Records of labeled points
:::
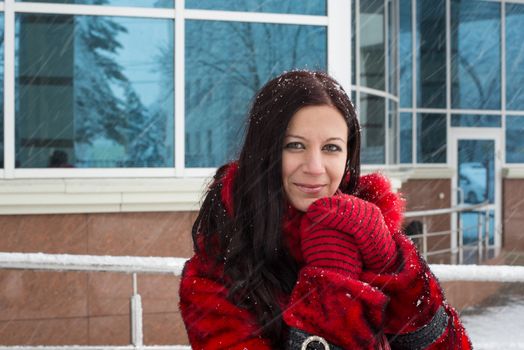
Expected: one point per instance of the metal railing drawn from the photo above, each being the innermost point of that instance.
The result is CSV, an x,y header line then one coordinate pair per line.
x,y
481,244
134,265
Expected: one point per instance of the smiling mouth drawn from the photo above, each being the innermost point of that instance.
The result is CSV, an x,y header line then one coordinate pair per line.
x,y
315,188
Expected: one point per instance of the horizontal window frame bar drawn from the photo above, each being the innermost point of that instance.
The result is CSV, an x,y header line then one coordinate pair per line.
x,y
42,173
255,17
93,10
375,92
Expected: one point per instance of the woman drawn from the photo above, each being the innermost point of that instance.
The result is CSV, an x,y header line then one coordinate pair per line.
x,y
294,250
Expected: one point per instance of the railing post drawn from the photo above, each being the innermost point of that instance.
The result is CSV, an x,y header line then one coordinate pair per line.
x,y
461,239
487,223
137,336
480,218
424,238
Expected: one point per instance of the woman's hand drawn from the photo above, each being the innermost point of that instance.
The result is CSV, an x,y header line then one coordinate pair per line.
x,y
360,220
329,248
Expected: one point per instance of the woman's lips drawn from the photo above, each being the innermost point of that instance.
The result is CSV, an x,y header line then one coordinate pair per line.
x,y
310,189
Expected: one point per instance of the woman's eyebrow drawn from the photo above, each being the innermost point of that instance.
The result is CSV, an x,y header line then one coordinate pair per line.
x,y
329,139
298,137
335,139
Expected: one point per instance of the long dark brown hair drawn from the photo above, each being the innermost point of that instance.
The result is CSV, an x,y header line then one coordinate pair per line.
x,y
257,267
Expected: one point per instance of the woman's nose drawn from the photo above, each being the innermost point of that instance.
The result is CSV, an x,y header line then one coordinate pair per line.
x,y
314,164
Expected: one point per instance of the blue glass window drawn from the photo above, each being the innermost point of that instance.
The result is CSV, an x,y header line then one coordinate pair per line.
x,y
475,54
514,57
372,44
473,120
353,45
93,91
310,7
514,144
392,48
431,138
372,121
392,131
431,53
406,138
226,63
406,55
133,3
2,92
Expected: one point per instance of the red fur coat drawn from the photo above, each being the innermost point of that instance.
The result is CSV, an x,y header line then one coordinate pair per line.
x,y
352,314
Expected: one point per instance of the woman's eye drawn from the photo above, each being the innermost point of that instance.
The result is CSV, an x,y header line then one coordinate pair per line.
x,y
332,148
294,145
:::
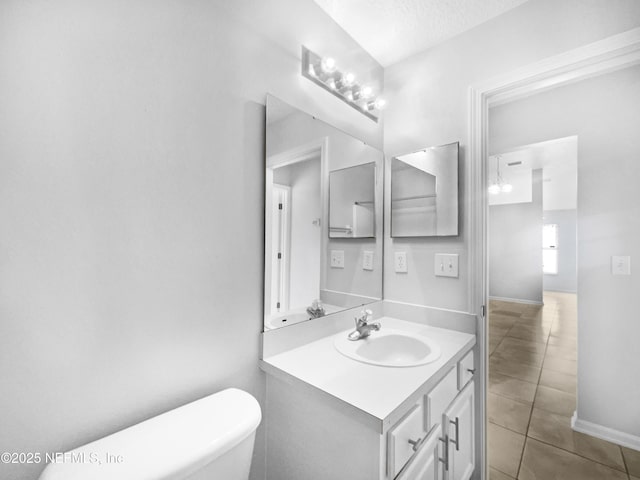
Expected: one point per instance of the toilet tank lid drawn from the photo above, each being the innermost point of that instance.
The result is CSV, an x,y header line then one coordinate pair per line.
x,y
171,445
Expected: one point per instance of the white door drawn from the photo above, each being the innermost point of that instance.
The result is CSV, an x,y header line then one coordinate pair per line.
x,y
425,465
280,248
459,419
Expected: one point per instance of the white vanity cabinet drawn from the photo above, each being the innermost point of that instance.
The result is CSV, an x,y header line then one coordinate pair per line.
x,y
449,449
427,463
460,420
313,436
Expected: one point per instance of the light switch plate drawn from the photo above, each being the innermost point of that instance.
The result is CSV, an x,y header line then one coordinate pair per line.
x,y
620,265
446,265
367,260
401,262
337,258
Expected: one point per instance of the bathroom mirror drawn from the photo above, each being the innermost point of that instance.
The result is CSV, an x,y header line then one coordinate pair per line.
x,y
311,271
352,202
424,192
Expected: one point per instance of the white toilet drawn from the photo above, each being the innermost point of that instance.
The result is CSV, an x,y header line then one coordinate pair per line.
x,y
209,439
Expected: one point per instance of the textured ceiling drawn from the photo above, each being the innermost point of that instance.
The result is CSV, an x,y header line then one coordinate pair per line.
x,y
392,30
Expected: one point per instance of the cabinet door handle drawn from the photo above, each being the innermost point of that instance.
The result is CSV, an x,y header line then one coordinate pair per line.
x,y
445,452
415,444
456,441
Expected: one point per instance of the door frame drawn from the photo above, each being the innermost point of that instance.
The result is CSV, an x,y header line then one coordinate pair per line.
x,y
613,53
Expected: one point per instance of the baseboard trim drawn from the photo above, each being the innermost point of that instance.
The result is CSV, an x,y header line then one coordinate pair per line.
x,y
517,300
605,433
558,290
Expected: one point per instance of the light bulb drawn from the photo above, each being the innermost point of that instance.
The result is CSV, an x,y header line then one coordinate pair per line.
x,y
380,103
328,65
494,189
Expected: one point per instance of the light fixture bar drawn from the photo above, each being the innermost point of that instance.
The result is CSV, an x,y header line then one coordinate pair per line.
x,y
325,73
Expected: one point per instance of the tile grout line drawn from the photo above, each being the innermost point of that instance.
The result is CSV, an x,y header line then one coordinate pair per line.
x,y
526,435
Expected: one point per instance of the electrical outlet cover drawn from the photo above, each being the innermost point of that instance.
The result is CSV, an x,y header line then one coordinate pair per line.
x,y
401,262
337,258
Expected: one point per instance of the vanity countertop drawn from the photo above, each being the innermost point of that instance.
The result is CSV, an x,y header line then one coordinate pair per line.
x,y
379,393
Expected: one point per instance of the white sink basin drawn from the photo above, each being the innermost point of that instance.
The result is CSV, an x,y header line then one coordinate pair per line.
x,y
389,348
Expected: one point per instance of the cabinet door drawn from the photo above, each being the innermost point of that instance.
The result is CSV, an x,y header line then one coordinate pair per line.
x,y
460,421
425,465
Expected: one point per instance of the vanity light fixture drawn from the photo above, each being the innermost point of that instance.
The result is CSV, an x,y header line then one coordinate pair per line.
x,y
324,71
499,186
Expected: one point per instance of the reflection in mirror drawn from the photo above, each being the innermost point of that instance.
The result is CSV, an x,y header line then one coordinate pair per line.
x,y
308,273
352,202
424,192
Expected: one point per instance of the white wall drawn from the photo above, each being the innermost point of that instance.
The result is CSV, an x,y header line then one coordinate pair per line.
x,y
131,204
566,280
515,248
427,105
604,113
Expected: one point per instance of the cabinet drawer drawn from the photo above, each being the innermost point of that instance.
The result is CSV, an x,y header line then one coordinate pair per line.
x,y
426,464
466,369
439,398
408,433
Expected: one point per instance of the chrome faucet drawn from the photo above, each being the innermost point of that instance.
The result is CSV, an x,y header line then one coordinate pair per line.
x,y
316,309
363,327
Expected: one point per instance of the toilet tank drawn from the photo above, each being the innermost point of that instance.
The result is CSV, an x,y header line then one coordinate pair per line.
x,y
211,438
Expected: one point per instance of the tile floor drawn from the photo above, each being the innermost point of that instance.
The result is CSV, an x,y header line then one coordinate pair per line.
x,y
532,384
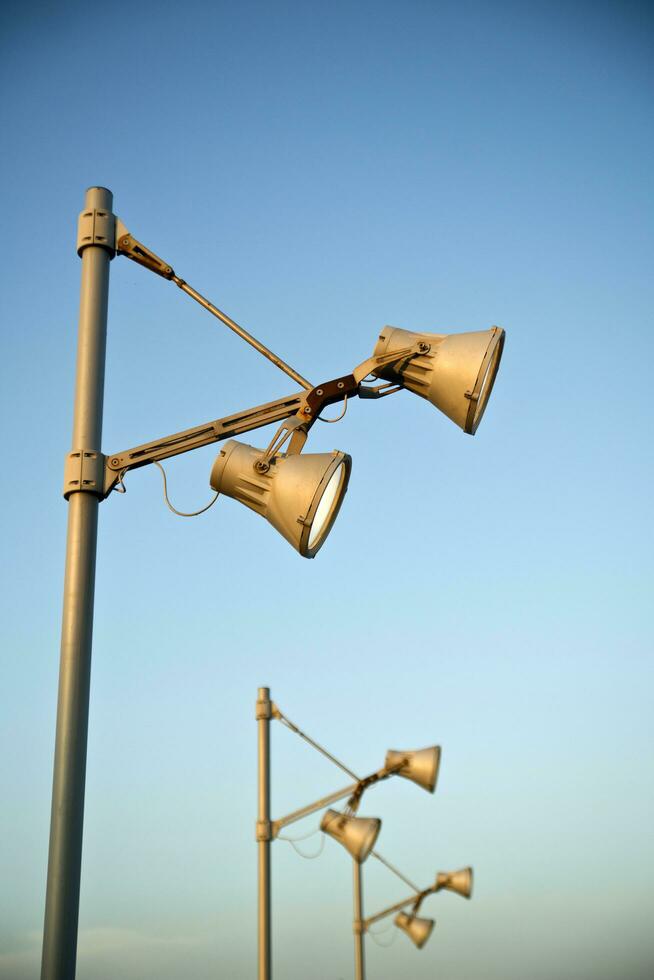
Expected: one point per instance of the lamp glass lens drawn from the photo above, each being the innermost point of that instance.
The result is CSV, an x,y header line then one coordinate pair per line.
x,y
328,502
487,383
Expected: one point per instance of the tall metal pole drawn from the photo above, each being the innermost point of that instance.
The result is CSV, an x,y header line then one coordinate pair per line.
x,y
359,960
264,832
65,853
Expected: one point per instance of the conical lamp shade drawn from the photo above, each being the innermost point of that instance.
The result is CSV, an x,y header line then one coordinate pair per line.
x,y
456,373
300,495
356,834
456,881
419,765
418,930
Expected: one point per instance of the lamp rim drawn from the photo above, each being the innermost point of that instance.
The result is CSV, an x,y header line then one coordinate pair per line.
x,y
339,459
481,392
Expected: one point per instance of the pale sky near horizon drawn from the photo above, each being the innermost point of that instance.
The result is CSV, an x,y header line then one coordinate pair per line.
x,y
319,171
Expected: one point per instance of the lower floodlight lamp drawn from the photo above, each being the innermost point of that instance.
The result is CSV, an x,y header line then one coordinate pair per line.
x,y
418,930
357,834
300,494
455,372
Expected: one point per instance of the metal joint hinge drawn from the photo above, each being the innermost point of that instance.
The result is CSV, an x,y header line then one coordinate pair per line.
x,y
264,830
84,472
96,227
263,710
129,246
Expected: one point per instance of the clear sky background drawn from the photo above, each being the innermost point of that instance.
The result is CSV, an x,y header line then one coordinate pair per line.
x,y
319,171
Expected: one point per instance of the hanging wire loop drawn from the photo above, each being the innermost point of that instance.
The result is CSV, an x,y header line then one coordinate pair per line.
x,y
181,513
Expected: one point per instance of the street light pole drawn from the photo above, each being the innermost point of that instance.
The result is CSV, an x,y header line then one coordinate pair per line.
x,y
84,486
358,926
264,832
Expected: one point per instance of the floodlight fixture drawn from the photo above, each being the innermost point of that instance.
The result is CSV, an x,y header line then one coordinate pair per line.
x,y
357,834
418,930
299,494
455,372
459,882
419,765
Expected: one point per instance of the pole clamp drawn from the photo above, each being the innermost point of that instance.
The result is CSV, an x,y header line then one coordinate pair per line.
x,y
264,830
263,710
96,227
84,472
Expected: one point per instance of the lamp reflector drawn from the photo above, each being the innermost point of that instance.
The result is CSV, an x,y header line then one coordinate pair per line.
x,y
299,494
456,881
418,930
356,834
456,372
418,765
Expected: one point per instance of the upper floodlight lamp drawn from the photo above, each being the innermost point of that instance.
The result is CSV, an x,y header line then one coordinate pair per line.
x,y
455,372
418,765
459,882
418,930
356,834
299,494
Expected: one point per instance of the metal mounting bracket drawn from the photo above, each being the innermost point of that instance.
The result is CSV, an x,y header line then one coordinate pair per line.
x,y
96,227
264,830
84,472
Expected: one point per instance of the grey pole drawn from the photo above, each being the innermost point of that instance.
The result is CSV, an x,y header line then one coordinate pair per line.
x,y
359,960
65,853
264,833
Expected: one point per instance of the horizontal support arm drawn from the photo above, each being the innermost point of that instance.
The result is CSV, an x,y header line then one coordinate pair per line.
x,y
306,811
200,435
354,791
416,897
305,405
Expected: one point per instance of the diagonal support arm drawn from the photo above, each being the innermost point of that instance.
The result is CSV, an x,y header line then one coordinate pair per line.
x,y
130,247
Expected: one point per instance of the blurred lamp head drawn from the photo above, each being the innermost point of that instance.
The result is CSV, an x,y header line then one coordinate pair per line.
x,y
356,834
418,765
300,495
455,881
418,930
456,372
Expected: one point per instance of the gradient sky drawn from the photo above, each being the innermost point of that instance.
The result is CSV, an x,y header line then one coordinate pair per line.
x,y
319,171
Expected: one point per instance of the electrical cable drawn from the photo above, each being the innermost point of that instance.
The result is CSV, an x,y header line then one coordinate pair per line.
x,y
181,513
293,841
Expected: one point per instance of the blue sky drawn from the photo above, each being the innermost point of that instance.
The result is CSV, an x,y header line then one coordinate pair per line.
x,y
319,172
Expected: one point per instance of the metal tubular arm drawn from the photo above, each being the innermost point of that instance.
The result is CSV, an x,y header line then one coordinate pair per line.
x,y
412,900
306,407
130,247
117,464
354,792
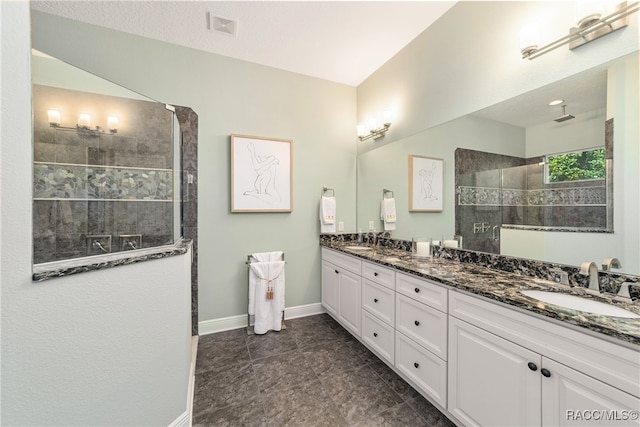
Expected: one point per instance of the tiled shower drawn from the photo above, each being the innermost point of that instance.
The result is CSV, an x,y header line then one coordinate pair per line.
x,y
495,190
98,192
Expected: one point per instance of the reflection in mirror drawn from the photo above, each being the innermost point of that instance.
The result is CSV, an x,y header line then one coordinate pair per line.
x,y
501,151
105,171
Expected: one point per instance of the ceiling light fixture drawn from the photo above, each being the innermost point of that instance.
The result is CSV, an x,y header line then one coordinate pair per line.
:::
## WHAT TO DO
Please collect every row above that contains the word "pole", copying each one in full.

## THE REPLY
Expected: one point per instance of the tall metal pole drawn from the photo above, each being the innermost point of that instance.
Expected: one point per instance of the street light pole drawn from the photo above, each being the innermost point of that instance.
Expected: one point per instance of the pole clamp drawn from the photo above, each being the innermost point of that instance.
Expected: one point per instance of the grey pole drawn from the photo above, each being the innermost point of that instance.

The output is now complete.